-- Task to carry out --
Find and copy the lines in the records beneath this task that contain the word "wall".

####################

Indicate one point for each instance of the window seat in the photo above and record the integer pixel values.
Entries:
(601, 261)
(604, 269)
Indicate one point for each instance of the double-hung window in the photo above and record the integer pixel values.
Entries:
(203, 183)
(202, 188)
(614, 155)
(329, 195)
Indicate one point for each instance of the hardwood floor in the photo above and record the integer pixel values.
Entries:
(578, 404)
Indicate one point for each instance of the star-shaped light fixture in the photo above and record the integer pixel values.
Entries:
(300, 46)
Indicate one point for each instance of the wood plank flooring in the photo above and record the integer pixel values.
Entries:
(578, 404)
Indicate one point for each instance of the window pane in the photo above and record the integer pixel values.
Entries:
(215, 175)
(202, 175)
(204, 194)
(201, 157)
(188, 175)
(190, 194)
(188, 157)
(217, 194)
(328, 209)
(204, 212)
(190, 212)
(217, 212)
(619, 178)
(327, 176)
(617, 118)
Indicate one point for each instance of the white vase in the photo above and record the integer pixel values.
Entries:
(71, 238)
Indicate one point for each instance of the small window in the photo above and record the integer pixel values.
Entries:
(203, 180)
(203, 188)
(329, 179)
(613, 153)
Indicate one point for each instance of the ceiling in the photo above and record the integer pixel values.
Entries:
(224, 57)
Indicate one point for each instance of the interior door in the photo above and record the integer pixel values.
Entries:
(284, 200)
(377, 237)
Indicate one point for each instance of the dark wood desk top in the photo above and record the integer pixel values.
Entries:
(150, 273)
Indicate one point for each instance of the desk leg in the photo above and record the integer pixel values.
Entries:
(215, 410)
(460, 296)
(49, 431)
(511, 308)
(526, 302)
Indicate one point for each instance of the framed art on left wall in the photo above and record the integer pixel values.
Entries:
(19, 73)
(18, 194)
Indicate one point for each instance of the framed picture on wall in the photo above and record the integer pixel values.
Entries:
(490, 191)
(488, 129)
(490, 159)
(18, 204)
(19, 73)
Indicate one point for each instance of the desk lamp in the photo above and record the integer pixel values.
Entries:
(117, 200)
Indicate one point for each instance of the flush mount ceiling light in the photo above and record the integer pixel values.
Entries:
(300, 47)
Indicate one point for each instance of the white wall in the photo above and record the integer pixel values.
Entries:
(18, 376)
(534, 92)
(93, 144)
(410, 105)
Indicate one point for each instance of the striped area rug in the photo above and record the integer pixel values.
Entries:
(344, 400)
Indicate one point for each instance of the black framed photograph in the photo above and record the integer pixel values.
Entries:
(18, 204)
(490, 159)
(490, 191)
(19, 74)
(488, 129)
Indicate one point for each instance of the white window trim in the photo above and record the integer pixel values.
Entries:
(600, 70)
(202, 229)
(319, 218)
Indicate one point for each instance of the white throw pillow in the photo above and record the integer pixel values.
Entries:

####################

-- Written answer --
Indicate one point for each instance of the framed art on left wall in the photo above and record the integer pixel values.
Indicate one point for each instance of the framed picture on wall in the photo above and record the integer pixel values.
Indicate one point for each instance of the white wall in the photo above and record the integer pixel values.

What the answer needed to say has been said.